(Point labeling dataset excerpts)

>>>>

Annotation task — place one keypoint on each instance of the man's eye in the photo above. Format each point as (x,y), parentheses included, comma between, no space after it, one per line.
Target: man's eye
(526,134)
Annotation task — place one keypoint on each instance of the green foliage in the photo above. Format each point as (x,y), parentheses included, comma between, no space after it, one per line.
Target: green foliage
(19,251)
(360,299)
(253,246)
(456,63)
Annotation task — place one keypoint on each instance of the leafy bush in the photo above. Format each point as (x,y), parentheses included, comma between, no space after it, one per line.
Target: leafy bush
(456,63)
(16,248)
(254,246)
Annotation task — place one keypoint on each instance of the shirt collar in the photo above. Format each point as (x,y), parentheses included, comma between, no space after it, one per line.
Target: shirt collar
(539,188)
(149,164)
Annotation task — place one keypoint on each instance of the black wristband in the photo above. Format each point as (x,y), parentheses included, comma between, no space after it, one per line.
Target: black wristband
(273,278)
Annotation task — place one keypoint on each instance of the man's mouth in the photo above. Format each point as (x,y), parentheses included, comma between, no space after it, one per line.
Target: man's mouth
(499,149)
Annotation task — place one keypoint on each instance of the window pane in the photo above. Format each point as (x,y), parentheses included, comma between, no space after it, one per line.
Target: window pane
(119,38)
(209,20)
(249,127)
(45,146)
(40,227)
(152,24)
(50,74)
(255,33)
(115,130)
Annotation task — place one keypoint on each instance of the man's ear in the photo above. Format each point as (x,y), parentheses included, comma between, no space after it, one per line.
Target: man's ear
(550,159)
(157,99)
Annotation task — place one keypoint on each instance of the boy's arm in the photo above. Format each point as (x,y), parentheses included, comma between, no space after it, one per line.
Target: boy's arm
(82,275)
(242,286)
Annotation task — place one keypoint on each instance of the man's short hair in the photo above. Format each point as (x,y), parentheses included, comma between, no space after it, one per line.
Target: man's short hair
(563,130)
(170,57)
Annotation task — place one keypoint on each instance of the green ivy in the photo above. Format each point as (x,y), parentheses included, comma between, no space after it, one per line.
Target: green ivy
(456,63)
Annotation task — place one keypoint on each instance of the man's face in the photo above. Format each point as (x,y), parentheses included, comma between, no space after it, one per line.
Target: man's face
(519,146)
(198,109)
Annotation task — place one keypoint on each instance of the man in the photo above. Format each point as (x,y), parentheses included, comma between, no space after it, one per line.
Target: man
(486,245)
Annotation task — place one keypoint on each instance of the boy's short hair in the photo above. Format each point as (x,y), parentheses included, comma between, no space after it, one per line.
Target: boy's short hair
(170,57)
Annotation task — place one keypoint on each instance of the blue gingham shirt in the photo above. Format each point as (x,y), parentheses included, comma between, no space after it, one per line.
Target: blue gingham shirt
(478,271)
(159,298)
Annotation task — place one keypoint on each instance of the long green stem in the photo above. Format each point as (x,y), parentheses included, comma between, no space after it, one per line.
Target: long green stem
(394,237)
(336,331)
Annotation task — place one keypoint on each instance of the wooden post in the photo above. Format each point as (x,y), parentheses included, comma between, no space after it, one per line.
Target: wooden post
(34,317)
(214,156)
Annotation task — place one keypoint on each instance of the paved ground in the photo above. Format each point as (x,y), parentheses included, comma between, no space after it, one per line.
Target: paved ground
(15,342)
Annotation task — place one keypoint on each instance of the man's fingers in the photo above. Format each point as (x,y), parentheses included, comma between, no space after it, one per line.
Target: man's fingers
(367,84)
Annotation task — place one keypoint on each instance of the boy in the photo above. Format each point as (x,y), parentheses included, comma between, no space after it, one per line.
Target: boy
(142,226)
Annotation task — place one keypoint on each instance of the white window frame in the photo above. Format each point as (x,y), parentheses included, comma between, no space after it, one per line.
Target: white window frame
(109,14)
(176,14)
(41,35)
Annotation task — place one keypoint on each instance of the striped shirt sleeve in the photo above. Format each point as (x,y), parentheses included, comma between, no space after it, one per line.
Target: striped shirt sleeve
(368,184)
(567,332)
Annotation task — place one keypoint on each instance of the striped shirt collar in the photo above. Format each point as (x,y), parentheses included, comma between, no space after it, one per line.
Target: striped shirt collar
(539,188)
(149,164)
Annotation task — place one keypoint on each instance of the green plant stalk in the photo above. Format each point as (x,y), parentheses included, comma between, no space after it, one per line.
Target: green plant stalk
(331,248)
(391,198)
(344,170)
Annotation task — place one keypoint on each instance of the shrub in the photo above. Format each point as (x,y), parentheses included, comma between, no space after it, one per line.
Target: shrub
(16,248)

<<<<

» **WHAT THE EXERCISE ASKS**
Quote each line of the listing above exactly.

» **RESULT OF THE TASK**
Annotation task — place one keypoint on each instance of the man's eye in the photo above. Format each point as (x,y), parentheses included, comma between, no space after it, one per line.
Target: man's eye
(526,134)
Annotation task — place one keypoint on each instance of the green foliage in the photo above. Format each point as (x,y), parentheses included, comma between, no space after it, one per line.
Target: green foliage
(19,251)
(360,299)
(253,246)
(456,63)
Annotation task — place one keypoint on each instance of the leafy bush in the photo above. Format each point as (x,y), parentheses included, comma between, no space after it, one per line.
Target: leafy bush
(456,63)
(16,248)
(254,246)
Annotation task — place one keypoint on each instance of the shirt collar in the photo above. Format each point as (x,y), parentheses included, comma between, no space after it, one per line.
Target: shirt collar
(539,188)
(149,164)
Annotation task — place one keypoint on each instance of the black wristband in the photo above. Format each point as (x,y), parentheses included, comma between, no space after it, one per line.
Target: black wristband
(273,278)
Annotation task — place one keypoint on each instance of the man's mouth in the photo above. Format each point as (x,y), parentheses included, comma between, no space after it, one per line.
Target: man's mouth
(499,149)
Annotation task — place one keypoint on each instance of the window pane in the photo above. Format each point as (x,y), parentheses included, comma between, no space after it, one per line.
Target: window pane
(119,38)
(209,20)
(249,127)
(45,146)
(40,227)
(152,24)
(50,74)
(255,33)
(115,130)
Annotation task — place one keypoint on each instance of the man's ear in the photo above. Format each point as (x,y), parentheses included, comma between, no space after it, one per line.
Target: man's ear
(550,159)
(157,99)
Annotation task — place one keypoint on each instance of the boy's arm in the photo above. Format each point as (x,y), parentheses included, comma between, no space after it, one per line.
Target: boy's arm
(82,275)
(242,286)
Annotation task — place one keypoint on each instance of the man's short hair in the photo above. Format each point as (x,y), parentheses included, comma between, no space after it, one per line.
Target: man's short hair
(563,130)
(170,57)
Annotation task — place one keypoint on each instance of the green ivy in the photo above. Format each point as (x,y), parentheses included, comma between, no space after it, one per line.
Target: green ivy
(456,63)
Annotation task — place one keypoint on each instance of the man's face in the photo above. Format each point as (x,y), parentheses included, comma between, no space after it, one per line.
Target: man's face
(519,146)
(198,109)
Annotation task — place one keypoint on each instance of the man in the photo above. Format each point as (x,y), parentheses included, comma between, no space after it, one per line.
Target: man
(486,245)
Annotation task — place one keypoint on each instance of the boy's short hair in the photo above. Format each point as (x,y), parentheses included, comma between, no space after it, one per line.
Target: boy's short hair
(170,57)
Annotation task — place one keypoint on each instance of the blue gingham shirt in the photo above. Format each point as (x,y), parentheses included, comma between, no space after it, one per line.
Target: blue gingham shirt
(478,271)
(159,298)
Annotation task — place one keypoint on each instance of the long green stem in the photo above. Format each point as (x,y), parentheses included, comma between, no space after it, one per line.
Target: long green stem
(394,237)
(336,331)
Annotation task — place one keypoint on each instance of the wooden post in the photo above. Format each point as (x,y), parentheses included, comma between, no space after it, one per line.
Target: wooden post
(34,317)
(214,156)
Annotation task — place one keypoint on each instance of the paved ground in the photo above. Format each point as (x,y), parentheses included, comma between, no space after it, one per line.
Target: paved ground
(15,342)
Annotation task — place one keypoint on each instance of the man's fingers in the photo above. Format each point as (x,y), parentheses included, comma between, no space after it, one per line.
Target: man's fingers
(367,84)
Annotation task — place one keypoint on each instance of the boy in the photo above. Format each point as (x,y), parentheses included, comma between, no space after it, one per line.
Target: boy
(142,226)
Annotation task — place one keypoint on each instance of the white window frame in the photo above. Format each point as (x,y), parentheses included, comma between, no space after it, one per line.
Target: white window frame
(109,14)
(176,14)
(41,35)
Annotation task — place one keypoint on each instance of the striped shirt sleeve in the photo above. Format each point as (x,y), parentheses included, comma between, no space after it, one per line.
Target: striped shirt sleeve
(368,184)
(567,332)
Annotation task — place one keypoint on each instance of the striped shirt collar in the photo above. Format each point as (x,y), parentheses included, comma between, no space after it, one per line.
Target: striped shirt collar
(539,188)
(149,164)
Annotation task — place one keypoint on each instance of the green plant stalk in the photo above. Format each point as (x,y), parentheses included, comma between, no space after it, one per line.
Target: green plant stalk
(331,248)
(391,198)
(344,170)
Annotation task — place one keypoint on each instance of the shrub in the photo above. Format each point as (x,y), parentheses included, comma between, no space after it, one per line.
Target: shrub
(16,248)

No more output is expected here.